◆ SHORT EXERCISE ◆
Copy out everything from the line containing "Indicate the church" down to the line containing "x=139, y=130", both lines included, keeping each line unchanged.
BEGIN DATA SECTION
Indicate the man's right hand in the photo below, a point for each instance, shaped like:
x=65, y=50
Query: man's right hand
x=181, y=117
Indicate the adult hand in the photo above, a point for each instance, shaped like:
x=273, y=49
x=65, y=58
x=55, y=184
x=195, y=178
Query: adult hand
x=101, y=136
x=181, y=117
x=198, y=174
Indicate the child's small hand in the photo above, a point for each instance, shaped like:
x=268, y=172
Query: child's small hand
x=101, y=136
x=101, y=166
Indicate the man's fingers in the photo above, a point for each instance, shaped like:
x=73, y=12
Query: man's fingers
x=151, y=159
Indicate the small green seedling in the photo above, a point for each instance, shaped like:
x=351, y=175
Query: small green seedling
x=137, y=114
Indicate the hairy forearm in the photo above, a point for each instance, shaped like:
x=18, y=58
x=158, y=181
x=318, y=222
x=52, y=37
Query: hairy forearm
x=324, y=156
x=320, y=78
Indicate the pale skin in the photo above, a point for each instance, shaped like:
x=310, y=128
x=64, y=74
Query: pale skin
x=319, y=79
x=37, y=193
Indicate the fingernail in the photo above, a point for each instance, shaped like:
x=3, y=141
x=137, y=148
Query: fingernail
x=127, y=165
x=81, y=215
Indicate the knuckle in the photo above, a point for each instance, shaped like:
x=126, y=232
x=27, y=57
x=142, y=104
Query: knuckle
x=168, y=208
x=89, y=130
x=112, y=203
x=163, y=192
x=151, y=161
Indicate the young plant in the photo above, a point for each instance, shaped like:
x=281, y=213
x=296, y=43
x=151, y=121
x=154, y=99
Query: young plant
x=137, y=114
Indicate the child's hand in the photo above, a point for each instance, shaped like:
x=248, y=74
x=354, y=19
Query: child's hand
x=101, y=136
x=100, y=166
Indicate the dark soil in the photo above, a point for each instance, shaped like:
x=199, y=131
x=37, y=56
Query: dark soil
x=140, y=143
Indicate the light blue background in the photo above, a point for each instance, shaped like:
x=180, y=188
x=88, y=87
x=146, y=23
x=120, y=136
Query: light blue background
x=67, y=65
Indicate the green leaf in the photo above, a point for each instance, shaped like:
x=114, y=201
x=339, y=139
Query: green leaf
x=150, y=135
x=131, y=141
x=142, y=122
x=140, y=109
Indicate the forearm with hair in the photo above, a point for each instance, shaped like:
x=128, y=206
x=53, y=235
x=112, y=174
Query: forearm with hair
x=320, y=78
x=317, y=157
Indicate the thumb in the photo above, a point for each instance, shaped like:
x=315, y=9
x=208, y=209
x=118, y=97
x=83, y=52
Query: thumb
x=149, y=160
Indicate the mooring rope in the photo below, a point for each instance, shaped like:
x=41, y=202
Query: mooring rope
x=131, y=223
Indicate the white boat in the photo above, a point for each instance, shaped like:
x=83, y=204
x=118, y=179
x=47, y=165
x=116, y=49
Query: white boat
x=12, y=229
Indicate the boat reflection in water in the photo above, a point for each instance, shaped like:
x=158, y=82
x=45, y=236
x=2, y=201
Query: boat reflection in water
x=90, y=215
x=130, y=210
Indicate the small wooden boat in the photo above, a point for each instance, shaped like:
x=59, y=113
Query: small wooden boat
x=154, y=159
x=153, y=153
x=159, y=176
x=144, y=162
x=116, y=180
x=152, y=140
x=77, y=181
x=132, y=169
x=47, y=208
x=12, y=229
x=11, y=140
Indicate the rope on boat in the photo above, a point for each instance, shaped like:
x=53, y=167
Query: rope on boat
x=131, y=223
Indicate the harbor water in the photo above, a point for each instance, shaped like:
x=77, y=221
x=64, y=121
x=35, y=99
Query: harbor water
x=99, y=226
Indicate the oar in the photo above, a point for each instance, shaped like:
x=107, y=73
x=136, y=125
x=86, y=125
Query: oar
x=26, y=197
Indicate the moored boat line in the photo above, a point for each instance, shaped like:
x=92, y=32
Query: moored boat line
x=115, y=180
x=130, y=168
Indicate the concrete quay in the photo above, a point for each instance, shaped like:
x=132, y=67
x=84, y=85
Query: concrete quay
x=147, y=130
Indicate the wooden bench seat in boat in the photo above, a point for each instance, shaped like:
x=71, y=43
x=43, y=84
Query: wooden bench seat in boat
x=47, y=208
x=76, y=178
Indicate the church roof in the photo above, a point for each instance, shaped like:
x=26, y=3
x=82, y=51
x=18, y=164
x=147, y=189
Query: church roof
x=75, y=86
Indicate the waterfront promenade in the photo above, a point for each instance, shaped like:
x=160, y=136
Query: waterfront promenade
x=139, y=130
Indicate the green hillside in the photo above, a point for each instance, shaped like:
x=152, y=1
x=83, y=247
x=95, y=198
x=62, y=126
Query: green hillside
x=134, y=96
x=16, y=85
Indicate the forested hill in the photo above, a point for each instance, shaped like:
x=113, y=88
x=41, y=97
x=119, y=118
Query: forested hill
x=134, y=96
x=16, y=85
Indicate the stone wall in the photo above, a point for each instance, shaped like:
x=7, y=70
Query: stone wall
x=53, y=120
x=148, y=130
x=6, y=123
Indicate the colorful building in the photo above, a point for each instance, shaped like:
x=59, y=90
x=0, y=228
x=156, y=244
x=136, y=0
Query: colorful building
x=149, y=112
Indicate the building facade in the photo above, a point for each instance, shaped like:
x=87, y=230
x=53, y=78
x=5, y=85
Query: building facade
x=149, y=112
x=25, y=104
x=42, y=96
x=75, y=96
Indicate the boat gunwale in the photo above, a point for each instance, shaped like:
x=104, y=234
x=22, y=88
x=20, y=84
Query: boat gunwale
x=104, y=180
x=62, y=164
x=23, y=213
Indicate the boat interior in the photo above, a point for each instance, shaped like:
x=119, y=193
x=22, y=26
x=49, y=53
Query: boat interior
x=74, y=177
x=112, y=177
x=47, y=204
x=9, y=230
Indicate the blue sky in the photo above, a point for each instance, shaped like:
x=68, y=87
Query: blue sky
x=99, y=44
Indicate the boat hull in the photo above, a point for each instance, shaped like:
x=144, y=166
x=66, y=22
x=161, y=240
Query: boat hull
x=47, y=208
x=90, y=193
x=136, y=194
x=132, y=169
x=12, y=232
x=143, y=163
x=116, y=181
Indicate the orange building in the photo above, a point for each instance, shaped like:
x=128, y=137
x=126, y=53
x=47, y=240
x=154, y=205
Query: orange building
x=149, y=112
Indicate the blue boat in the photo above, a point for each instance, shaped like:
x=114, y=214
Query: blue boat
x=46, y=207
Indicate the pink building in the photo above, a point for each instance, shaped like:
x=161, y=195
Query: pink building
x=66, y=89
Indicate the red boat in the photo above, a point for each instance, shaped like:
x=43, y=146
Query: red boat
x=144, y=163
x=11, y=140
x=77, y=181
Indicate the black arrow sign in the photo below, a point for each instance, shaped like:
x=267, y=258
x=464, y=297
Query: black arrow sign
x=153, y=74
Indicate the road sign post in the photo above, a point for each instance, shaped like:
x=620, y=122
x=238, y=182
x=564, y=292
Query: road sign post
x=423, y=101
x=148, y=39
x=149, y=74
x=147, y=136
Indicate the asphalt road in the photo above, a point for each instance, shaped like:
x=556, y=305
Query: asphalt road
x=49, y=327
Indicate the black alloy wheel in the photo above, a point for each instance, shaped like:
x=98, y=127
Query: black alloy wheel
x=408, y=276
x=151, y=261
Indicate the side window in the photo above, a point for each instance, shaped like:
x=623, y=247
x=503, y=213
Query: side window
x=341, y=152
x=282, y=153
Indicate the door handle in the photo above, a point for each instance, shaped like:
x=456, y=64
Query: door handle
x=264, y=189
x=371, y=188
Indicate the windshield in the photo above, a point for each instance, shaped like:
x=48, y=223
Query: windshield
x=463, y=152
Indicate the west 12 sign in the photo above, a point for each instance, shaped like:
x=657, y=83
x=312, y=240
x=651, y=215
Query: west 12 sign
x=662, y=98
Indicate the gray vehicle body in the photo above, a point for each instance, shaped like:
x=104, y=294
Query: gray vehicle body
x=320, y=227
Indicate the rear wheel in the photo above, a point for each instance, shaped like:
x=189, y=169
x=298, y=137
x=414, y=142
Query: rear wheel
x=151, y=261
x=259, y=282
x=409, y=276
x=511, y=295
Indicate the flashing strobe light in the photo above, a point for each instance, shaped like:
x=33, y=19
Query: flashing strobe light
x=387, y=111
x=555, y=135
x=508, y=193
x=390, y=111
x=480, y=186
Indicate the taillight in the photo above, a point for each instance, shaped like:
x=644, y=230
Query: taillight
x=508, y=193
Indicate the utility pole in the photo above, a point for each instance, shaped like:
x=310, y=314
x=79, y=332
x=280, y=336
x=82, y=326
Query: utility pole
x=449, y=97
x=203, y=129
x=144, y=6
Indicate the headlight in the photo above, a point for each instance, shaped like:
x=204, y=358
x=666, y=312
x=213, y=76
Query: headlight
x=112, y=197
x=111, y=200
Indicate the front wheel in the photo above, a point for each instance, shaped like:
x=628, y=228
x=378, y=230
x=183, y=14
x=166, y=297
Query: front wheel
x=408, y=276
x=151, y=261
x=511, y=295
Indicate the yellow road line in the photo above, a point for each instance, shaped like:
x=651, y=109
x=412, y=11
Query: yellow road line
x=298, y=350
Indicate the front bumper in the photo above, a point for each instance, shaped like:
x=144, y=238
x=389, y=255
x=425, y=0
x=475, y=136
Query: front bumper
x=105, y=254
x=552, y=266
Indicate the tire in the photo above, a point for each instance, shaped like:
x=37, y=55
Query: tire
END DATA SECTION
◆ REPLY ◆
Indicate the church roof in the photo above, a point for each instance, shaped like:
x=26, y=3
x=82, y=51
x=18, y=164
x=147, y=189
Query: church roof
x=75, y=86
Indicate the waterfront promenade in the photo above, a point for each instance, shaped like:
x=160, y=136
Query: waterfront promenade
x=139, y=130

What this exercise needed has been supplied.